### [Data for the task]

%%

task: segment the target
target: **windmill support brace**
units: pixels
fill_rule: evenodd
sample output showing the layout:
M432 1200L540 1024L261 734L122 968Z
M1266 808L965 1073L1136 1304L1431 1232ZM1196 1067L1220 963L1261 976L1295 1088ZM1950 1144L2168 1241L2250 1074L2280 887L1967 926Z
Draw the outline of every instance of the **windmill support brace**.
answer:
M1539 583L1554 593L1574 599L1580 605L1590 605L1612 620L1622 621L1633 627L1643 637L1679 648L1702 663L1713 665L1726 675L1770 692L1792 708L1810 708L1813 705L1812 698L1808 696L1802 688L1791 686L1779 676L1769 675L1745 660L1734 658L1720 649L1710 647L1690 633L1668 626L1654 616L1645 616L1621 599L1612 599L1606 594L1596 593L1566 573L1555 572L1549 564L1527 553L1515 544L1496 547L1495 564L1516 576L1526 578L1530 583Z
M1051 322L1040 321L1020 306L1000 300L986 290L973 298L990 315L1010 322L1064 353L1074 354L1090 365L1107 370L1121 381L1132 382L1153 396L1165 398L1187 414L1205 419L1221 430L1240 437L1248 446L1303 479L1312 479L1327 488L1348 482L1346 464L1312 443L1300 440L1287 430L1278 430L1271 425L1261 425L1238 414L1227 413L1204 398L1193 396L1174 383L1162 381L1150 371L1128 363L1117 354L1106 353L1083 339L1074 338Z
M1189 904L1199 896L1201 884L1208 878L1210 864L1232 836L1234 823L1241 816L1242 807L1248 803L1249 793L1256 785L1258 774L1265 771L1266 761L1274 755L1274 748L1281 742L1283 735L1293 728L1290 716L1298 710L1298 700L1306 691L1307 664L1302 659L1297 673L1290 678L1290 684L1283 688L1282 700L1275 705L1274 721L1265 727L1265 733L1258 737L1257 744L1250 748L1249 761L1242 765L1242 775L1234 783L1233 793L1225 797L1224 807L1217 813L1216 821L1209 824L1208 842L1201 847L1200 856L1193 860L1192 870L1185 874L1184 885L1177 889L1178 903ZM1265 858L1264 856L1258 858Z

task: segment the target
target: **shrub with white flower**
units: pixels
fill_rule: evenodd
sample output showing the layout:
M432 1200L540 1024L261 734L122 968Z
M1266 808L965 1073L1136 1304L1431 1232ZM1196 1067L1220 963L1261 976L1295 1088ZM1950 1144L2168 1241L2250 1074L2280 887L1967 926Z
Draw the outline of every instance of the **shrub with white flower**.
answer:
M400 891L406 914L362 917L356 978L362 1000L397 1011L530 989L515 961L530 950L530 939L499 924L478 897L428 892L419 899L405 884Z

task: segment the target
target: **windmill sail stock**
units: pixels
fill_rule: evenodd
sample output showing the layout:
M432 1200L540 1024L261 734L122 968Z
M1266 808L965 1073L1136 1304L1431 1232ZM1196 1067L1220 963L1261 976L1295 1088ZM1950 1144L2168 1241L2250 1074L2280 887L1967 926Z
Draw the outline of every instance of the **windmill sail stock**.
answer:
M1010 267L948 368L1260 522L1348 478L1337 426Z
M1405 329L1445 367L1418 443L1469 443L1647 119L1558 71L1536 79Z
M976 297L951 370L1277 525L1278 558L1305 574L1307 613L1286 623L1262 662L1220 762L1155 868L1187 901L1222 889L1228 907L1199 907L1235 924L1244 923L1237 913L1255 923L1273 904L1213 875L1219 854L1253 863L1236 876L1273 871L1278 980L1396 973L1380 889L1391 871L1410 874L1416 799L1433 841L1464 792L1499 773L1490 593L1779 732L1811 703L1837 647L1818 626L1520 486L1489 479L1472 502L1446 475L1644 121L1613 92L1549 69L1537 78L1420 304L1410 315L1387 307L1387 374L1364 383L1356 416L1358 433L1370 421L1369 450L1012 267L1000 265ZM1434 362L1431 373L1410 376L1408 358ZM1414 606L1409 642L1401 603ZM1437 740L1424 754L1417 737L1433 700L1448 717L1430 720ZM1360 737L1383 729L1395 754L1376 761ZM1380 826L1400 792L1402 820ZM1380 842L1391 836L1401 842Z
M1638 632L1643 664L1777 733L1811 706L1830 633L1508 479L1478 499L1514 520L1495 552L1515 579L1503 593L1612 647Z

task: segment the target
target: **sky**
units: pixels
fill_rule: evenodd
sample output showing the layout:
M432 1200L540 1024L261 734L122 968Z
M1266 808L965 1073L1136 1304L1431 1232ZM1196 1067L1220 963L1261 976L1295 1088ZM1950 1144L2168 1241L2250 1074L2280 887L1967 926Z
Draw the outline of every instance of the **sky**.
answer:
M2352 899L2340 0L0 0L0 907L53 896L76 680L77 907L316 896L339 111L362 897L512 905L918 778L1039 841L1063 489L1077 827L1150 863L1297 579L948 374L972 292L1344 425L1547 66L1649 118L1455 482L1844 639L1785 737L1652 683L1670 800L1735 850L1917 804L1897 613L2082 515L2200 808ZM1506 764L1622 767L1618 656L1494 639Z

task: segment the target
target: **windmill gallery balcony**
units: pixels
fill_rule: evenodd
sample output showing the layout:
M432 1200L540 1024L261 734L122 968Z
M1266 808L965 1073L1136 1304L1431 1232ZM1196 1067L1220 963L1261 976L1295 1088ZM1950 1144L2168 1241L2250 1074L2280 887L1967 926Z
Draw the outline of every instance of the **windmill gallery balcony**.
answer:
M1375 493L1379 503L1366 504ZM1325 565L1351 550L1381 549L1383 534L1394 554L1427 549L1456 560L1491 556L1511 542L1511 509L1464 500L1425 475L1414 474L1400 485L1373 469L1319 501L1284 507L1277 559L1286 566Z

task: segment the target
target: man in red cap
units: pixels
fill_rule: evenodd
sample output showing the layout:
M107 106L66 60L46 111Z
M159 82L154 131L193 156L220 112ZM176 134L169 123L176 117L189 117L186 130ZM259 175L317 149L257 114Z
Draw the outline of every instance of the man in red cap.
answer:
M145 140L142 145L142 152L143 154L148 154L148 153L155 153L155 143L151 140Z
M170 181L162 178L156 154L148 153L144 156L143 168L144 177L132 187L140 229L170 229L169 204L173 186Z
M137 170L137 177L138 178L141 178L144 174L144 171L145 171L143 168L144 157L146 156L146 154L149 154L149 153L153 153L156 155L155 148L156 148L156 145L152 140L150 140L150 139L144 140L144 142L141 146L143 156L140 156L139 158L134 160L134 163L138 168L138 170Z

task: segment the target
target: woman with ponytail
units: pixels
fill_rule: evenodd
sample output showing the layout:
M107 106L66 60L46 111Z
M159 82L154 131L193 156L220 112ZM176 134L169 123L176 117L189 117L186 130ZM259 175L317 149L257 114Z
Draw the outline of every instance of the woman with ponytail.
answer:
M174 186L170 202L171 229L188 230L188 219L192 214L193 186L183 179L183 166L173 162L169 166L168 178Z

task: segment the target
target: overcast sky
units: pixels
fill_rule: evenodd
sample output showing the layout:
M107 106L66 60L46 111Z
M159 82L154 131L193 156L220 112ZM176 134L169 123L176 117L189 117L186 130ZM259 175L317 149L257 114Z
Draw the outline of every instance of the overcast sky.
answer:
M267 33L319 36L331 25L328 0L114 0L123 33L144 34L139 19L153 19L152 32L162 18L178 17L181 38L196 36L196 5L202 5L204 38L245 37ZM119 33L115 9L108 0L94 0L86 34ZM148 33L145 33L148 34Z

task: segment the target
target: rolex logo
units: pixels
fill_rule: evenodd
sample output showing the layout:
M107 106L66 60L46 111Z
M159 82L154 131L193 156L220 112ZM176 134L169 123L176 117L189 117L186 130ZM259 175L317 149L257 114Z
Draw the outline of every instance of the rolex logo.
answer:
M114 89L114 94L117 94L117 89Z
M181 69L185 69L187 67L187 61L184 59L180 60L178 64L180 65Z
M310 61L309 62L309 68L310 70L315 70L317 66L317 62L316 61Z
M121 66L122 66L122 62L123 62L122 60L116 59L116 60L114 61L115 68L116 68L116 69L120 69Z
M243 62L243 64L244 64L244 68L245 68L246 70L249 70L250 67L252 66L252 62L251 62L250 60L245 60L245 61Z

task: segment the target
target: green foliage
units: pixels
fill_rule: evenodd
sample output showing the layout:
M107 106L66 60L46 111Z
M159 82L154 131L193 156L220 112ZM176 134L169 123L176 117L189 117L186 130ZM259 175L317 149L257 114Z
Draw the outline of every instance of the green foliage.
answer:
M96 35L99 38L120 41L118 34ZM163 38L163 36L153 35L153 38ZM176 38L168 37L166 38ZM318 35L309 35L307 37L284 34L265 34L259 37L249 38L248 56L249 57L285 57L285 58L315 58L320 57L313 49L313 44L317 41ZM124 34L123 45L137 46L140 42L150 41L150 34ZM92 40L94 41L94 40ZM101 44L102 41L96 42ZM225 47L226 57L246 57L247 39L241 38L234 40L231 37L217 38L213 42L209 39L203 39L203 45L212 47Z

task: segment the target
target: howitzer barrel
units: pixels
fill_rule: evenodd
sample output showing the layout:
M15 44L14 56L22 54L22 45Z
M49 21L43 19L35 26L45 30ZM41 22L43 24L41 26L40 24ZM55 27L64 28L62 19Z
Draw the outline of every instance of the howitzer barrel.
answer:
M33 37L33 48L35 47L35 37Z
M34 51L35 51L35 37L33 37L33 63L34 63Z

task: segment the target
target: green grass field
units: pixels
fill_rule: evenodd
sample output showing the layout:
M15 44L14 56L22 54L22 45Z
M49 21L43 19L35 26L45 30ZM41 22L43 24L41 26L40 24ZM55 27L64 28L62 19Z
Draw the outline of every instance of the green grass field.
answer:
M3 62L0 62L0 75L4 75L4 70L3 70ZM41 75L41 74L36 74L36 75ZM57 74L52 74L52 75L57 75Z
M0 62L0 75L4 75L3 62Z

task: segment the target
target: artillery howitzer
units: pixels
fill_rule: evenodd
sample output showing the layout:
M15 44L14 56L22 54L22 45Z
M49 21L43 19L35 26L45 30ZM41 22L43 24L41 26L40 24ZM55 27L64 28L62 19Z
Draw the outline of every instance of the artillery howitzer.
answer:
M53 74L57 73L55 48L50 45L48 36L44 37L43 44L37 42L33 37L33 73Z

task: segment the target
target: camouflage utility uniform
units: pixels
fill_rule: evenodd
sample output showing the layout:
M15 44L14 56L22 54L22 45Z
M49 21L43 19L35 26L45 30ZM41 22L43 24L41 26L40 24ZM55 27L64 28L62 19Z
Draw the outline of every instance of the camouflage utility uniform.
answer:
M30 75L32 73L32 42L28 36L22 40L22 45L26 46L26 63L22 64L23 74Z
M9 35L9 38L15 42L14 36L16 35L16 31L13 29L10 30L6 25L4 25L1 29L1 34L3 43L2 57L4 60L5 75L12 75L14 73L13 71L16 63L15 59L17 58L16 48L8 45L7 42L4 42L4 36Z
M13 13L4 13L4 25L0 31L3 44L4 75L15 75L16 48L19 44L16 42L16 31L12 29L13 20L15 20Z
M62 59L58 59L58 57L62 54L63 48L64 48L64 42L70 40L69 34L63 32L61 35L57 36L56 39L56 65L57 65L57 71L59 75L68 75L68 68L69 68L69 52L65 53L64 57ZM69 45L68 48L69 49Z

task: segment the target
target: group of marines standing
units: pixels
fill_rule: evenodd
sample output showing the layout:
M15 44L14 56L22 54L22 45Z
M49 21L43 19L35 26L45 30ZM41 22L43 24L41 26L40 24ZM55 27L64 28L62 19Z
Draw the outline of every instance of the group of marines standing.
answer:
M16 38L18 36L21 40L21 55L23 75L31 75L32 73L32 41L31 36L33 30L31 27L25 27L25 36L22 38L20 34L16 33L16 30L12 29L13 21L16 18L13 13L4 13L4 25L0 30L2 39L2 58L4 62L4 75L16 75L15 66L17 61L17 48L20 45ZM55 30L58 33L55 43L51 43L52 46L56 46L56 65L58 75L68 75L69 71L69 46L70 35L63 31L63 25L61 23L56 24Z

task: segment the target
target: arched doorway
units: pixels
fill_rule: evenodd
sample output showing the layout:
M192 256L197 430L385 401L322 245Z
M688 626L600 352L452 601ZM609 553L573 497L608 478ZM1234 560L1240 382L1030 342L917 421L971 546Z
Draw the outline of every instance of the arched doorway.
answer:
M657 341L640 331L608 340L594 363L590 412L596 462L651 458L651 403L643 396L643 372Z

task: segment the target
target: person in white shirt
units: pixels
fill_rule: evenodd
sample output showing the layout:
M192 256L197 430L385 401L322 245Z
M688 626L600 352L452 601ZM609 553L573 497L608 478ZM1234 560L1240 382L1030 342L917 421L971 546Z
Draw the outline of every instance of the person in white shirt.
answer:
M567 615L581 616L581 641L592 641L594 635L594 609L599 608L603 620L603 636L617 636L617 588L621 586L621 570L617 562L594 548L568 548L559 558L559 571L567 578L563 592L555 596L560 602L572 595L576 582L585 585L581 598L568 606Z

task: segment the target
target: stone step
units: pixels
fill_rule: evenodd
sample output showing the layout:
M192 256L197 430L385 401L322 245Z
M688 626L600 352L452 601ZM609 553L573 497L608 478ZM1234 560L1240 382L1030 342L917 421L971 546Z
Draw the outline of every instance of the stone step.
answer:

%%

### [Task statement]
Transcribe the listing above line for line, from the first line to the line containing "Draw the outline of every instance of the **windmill support", inclusive, with no other lines.

### [Answer for this exercise]
task: segment the target
target: **windmill support brace**
units: pixels
fill_rule: evenodd
sample output showing the layout:
M432 1200L540 1024L261 734L122 968Z
M1266 808L965 1073L1136 1304L1431 1232ZM1196 1067L1220 963L1261 976L1295 1088ZM1950 1144L2168 1241L2250 1074L2280 887L1967 926Z
Draw the outline of every instance of the **windmill support brace**.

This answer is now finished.